**Arbeitsauftrag**
Kopiere aus dem Text über die Akupunktur-Behandlung wortgetreu die Stelle von „So gingen wir“ bis „Energiefluss gefördert werden.“.

**Textauszug**
Um einen ersten Überblick über meine Bedürfnisse zu erhalten, legte ein besonders breit grinsender junger Arzt erst einmal seine Finger an meine Pulsadern und lauschte, ob meine inneren Organe im Einklang arbeitete (ohne dafür ein Röntgengerät zurate zu ziehen). Als er damit zufrieden schien, nahm er meine Hand und begann, meine Lebenslinien zu interpretieren. Was für mich etwas esoterisch klingen mochte, ist aber tatsächlich ein integraler Bestandteil der Ausbildung für Studenten der TCM und wird auch von den Patienten (Chang E eingeschlossen) durchaus ernst genommen. Die Erkenntnisse meines Handlesers bezüglich meiner aktuellen Situation erwiesen sich überraschenderweise als ziemlich akkurat, doch ähnlich wie beim Tageshoroskop in der Fernsehzeitung hielten sich alle Aussagen natürlich so, dass jeder ihnen mit einen bisschen Gutgläubigkeit etwas abzugewinnen vermochte. Das anschließende Angebot, meine Zukunft aus den Falten in meiner Handfläche zu bestimmen, lehnte ich dennoch dankend ab, denn über die wollte ich doch lieber selbst bestimmen.
So gingen wir endlich zum eigentlichen Grund meines Besuchs über: meine erste Akupunktur-Behandlung, die meinen Nackenschmerzen ein Ende bereiten sollte. Nachdem ich mich auf einer Liege zur allgemeinen Begutachtung niedergelassen hatte, versammelte sich die komplette Studentenschaft um den wehrlosen Laowai und diskutierte, wo man mich am besten piksen sollte, um meinen Energiefluss wieder herzustellen. In der TCM geht man nämlich davon aus, dass die Lebensenergie (das Qi) mit ihren Anteilen an Yin und Yang in sogenannten Meridianen durch den Körper zirkuliert. Kommt es zu einem Ungleichgewicht zwischen Yin und Yang, entsteht eine Störung im Energiefluss, die wiederum zu Krankheiten führt. Durch die Stimulierung gewisser, festgelegter Punkte kann ein Ausgleich der beiden Partien und somit ein optimaler Energiefluss gefördert werden.
Soviel zur Theorie. In der Praxis bedeutete das, dass nach ein paar Minuten und angeregten Diskussionen zwischen den Studenten über zwanzig hauchdünne Nadeln in meiner Haut steckten. Der Einstich war dabei weniger spürbar als beispielsweise bei einer Impfung, allzu viel Bewegung sollte man danach jedoch tunlichst vermeiden, denn sonst spürt man jedes Nadelende mehr als deutlich! Kein Wunder – anders als oft angenommen, werden die Nadeln nämlich nicht nur vorsichtig in die Hautoberfläche, sondern je nach Körperregion mehrere Zentimeter tief eingestochen. Das wurde mir allerdings erst bewusst, als ich die Prozedur bei Chang E beobachtete, die das Ganze neben mir über sich ergehen ließ. Zu spät.

**Datensätze**
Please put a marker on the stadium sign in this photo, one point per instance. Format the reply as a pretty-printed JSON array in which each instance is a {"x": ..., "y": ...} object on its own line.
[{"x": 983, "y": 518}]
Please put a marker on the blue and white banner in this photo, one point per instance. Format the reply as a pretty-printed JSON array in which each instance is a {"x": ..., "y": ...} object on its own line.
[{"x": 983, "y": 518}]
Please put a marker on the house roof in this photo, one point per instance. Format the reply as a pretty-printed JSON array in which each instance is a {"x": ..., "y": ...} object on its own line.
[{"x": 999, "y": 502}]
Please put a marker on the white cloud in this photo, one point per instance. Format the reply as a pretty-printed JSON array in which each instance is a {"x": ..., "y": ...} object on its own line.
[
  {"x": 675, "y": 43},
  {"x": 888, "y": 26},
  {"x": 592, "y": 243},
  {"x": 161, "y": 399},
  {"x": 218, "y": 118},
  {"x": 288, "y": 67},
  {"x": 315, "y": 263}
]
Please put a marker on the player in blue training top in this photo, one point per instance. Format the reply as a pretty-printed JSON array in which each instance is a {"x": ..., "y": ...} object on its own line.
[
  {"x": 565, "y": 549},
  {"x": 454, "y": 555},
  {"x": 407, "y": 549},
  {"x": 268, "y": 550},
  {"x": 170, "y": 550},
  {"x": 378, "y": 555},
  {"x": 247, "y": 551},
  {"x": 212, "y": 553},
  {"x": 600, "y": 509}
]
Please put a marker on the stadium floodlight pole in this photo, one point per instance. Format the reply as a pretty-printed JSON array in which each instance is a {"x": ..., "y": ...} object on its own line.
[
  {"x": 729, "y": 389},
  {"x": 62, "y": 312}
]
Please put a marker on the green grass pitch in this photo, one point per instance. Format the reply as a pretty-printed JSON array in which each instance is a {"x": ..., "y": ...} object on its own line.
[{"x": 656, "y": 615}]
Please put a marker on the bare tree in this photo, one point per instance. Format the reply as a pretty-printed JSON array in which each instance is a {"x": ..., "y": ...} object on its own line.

**Lösung**
So gingen wir endlich zum eigentlichen Grund meines Besuchs über: meine erste Akupunktur-Behandlung, die meinen Nackenschmerzen ein Ende bereiten sollte. Nachdem ich mich auf einer Liege zur allgemeinen Begutachtung niedergelassen hatte, versammelte sich die komplette Studentenschaft um den wehrlosen Laowai und diskutierte, wo man mich am besten piksen sollte, um meinen Energiefluss wieder herzustellen. In der TCM geht man nämlich davon aus, dass die Lebensenergie (das Qi) mit ihren Anteilen an Yin und Yang in sogenannten Meridianen durch den Körper zirkuliert. Kommt es zu einem Ungleichgewicht zwischen Yin und Yang, entsteht eine Störung im Energiefluss, die wiederum zu Krankheiten führt. Durch die Stimulierung gewisser, festgelegter Punkte kann ein Ausgleich der beiden Partien und somit ein optimaler Energiefluss gefördert werden.